▸ **TASK MATERIAL**:

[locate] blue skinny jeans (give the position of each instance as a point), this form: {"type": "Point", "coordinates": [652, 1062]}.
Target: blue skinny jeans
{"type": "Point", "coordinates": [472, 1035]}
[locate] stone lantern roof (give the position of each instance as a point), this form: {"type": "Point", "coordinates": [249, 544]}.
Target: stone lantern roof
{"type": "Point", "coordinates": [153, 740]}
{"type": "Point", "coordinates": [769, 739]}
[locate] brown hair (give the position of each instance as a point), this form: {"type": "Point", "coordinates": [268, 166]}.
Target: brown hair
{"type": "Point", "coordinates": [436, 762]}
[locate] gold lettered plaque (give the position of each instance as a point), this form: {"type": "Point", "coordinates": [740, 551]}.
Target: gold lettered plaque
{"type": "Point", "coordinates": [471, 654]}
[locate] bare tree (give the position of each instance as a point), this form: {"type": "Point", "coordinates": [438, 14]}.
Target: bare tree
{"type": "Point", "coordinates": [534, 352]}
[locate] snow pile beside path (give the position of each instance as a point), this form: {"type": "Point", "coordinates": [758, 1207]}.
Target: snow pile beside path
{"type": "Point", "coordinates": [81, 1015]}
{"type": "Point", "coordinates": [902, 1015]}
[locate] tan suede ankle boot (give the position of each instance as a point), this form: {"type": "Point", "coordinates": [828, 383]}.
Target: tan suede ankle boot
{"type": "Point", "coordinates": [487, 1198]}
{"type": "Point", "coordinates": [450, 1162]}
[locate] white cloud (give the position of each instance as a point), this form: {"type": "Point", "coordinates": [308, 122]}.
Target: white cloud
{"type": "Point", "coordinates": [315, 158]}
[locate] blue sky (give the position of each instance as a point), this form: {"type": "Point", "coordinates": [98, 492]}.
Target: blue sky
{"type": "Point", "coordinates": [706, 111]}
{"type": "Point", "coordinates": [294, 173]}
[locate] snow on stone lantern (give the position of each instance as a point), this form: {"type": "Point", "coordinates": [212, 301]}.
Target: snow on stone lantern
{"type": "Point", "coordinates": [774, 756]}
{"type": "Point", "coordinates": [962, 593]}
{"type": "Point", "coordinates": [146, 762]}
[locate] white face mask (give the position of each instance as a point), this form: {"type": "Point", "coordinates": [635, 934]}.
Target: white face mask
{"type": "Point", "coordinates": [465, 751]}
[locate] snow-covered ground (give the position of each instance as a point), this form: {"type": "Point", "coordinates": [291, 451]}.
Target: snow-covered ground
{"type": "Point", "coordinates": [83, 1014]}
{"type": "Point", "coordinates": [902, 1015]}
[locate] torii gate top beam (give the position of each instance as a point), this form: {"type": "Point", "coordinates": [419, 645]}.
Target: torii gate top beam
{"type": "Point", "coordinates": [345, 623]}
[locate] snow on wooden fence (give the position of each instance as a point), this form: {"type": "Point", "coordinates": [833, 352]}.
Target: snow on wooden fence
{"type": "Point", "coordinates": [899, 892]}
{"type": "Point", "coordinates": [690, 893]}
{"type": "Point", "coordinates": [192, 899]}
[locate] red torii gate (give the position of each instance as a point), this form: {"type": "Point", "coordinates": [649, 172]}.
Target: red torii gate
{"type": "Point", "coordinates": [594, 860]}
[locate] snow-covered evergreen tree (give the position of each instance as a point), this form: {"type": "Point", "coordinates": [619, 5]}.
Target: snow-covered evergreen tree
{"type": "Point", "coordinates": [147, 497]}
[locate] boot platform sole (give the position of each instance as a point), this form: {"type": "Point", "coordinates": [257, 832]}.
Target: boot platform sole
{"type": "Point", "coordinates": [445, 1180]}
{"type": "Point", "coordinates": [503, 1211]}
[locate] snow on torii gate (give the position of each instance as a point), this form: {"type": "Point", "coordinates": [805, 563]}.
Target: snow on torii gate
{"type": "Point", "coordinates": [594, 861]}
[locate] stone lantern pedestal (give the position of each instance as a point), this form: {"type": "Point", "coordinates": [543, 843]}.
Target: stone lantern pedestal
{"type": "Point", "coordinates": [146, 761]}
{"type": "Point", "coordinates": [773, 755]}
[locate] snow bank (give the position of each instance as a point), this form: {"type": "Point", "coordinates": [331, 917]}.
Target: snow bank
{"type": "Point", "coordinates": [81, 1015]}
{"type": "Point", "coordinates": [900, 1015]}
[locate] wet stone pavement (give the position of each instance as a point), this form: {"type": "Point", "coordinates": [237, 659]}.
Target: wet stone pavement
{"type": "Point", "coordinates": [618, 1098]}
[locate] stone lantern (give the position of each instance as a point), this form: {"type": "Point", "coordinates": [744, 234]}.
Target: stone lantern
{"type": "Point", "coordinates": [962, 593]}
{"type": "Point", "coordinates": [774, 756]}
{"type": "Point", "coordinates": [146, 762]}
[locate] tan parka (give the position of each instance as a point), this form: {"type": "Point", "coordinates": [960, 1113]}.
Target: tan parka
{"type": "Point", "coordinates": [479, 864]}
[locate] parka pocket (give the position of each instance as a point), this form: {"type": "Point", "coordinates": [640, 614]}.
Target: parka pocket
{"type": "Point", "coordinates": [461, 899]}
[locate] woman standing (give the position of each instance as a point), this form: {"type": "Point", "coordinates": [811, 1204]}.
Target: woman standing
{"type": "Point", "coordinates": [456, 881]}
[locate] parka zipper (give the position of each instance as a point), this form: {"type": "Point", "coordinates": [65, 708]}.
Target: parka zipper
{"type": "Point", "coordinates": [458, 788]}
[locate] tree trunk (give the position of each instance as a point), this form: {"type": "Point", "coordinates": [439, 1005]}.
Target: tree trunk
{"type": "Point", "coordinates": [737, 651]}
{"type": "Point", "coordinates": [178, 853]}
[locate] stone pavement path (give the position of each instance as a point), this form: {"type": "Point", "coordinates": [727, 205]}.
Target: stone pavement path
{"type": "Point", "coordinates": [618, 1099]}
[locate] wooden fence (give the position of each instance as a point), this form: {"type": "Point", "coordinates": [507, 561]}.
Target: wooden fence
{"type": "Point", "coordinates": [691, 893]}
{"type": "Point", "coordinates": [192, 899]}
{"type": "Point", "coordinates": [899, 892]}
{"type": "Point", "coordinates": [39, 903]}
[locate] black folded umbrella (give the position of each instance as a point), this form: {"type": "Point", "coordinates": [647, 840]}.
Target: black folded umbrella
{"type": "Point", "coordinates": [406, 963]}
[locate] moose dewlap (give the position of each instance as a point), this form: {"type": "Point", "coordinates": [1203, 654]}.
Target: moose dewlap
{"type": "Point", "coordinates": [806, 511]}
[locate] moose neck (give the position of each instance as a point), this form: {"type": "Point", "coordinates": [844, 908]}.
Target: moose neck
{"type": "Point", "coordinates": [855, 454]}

▸ **TASK PROMPT**: Repeat the data in its entirety, character for character.

▸ **EXERCISE OUTPUT**:
[locate] blue skinny jeans (give the position of each instance as a point), this form: {"type": "Point", "coordinates": [652, 1062]}.
Target: blue skinny jeans
{"type": "Point", "coordinates": [472, 1035]}
[locate] stone lantern roof (give the position of each instance as a point), this form: {"type": "Point", "coordinates": [249, 544]}.
Target: stone lantern roof
{"type": "Point", "coordinates": [153, 740]}
{"type": "Point", "coordinates": [769, 739]}
[locate] brown hair (give the position of each instance as a point), this form: {"type": "Point", "coordinates": [268, 166]}.
Target: brown hair
{"type": "Point", "coordinates": [436, 762]}
[locate] gold lettered plaque (give the position of each instance as a point), this form: {"type": "Point", "coordinates": [740, 551]}.
Target: gold lettered plaque
{"type": "Point", "coordinates": [471, 654]}
[locate] bare tree (give the position of each instance as a point), this form: {"type": "Point", "coordinates": [438, 14]}.
Target: bare tree
{"type": "Point", "coordinates": [534, 352]}
[locate] snow pile beside path (give the position of each instance as a point), this form: {"type": "Point", "coordinates": [758, 1207]}.
Target: snow pile beside path
{"type": "Point", "coordinates": [81, 1015]}
{"type": "Point", "coordinates": [902, 1015]}
[locate] tan suede ankle boot (give the position of each instance as a point), this form: {"type": "Point", "coordinates": [828, 383]}.
Target: tan suede ankle boot
{"type": "Point", "coordinates": [487, 1198]}
{"type": "Point", "coordinates": [450, 1162]}
[locate] white cloud (give the position of each instance as a point), this form: {"type": "Point", "coordinates": [308, 122]}.
Target: white cloud
{"type": "Point", "coordinates": [315, 158]}
[locate] blue sky (give the position of each instance as a point), this form: {"type": "Point", "coordinates": [98, 492]}.
Target: blue sky
{"type": "Point", "coordinates": [706, 111]}
{"type": "Point", "coordinates": [294, 173]}
[locate] snow on stone lantern (give the position of each instance as a point), this form: {"type": "Point", "coordinates": [212, 301]}.
Target: snow on stone lantern
{"type": "Point", "coordinates": [774, 756]}
{"type": "Point", "coordinates": [962, 593]}
{"type": "Point", "coordinates": [146, 762]}
[locate] white face mask (give the position of each instance as a point), this form: {"type": "Point", "coordinates": [635, 934]}.
Target: white face mask
{"type": "Point", "coordinates": [465, 751]}
[locate] snow-covered ground (give the position of each instance as a point), this form: {"type": "Point", "coordinates": [291, 451]}.
Target: snow-covered ground
{"type": "Point", "coordinates": [83, 1014]}
{"type": "Point", "coordinates": [902, 1015]}
[locate] torii gate top beam (give the position of each instance as a point), this form: {"type": "Point", "coordinates": [419, 645]}.
Target: torii gate top beam
{"type": "Point", "coordinates": [345, 623]}
[locate] snow on wooden fence (give the position of each instance as a point), this form: {"type": "Point", "coordinates": [833, 352]}.
Target: snow on wooden fence
{"type": "Point", "coordinates": [899, 892]}
{"type": "Point", "coordinates": [690, 893]}
{"type": "Point", "coordinates": [192, 899]}
[locate] red torii gate (give the position of each instance as a point), this form: {"type": "Point", "coordinates": [649, 172]}.
Target: red torii gate
{"type": "Point", "coordinates": [594, 860]}
[locate] snow-covered evergreen tree (give the position of each instance as a point), this form: {"type": "Point", "coordinates": [619, 5]}.
Target: snow-covered evergreen tree
{"type": "Point", "coordinates": [147, 497]}
[locate] boot platform sole (give the position of each instance as a point), this form: {"type": "Point", "coordinates": [257, 832]}.
Target: boot platform sole
{"type": "Point", "coordinates": [445, 1180]}
{"type": "Point", "coordinates": [503, 1211]}
[locate] snow on torii gate (give the position of each instance as a point), this form: {"type": "Point", "coordinates": [805, 563]}.
Target: snow on torii gate
{"type": "Point", "coordinates": [594, 861]}
[locate] stone lantern pedestal (give the position of each instance as a point), this form: {"type": "Point", "coordinates": [543, 843]}.
Target: stone lantern pedestal
{"type": "Point", "coordinates": [146, 761]}
{"type": "Point", "coordinates": [773, 755]}
[locate] snow bank (give the position of each instance as a point), this form: {"type": "Point", "coordinates": [331, 917]}.
Target: snow bank
{"type": "Point", "coordinates": [81, 1015]}
{"type": "Point", "coordinates": [900, 1015]}
[locate] wet stone pavement (give the position of each instance as a point), this form: {"type": "Point", "coordinates": [237, 659]}.
Target: wet stone pavement
{"type": "Point", "coordinates": [618, 1098]}
[locate] stone lantern (give the position of each instance as a point), this form: {"type": "Point", "coordinates": [744, 234]}.
Target: stone lantern
{"type": "Point", "coordinates": [962, 593]}
{"type": "Point", "coordinates": [774, 756]}
{"type": "Point", "coordinates": [146, 762]}
[locate] tan parka (give the position of each instance as a point), this form: {"type": "Point", "coordinates": [960, 1113]}.
Target: tan parka
{"type": "Point", "coordinates": [479, 864]}
[locate] parka pocket (give the position of each instance as a point), this form: {"type": "Point", "coordinates": [640, 614]}.
Target: parka pocket
{"type": "Point", "coordinates": [461, 899]}
[locate] woman standing (give the position of each instance as a point), this form: {"type": "Point", "coordinates": [811, 1204]}.
Target: woman standing
{"type": "Point", "coordinates": [456, 881]}
[locate] parka zipper (give the position of each instance as a point), this form: {"type": "Point", "coordinates": [65, 708]}.
Target: parka zipper
{"type": "Point", "coordinates": [458, 788]}
[locate] tree trunk (give the position of each instance as a point), this form: {"type": "Point", "coordinates": [439, 1005]}.
Target: tree trunk
{"type": "Point", "coordinates": [737, 651]}
{"type": "Point", "coordinates": [178, 853]}
[locate] stone pavement path (give the position of each instance as a point), this form: {"type": "Point", "coordinates": [727, 205]}.
Target: stone pavement path
{"type": "Point", "coordinates": [618, 1099]}
[locate] wooden fence (give the position of each instance as a point), this form: {"type": "Point", "coordinates": [507, 561]}.
Target: wooden fence
{"type": "Point", "coordinates": [691, 893]}
{"type": "Point", "coordinates": [192, 899]}
{"type": "Point", "coordinates": [899, 892]}
{"type": "Point", "coordinates": [39, 903]}
[locate] black folded umbrella (give the position of each instance as a point), this form: {"type": "Point", "coordinates": [647, 840]}.
Target: black folded umbrella
{"type": "Point", "coordinates": [406, 963]}
[locate] moose dewlap (give the position of each instance as a point), this form: {"type": "Point", "coordinates": [1203, 654]}.
Target: moose dewlap
{"type": "Point", "coordinates": [806, 511]}
[locate] moose neck (give the position of each instance as a point), this form: {"type": "Point", "coordinates": [844, 908]}.
Target: moose neck
{"type": "Point", "coordinates": [855, 454]}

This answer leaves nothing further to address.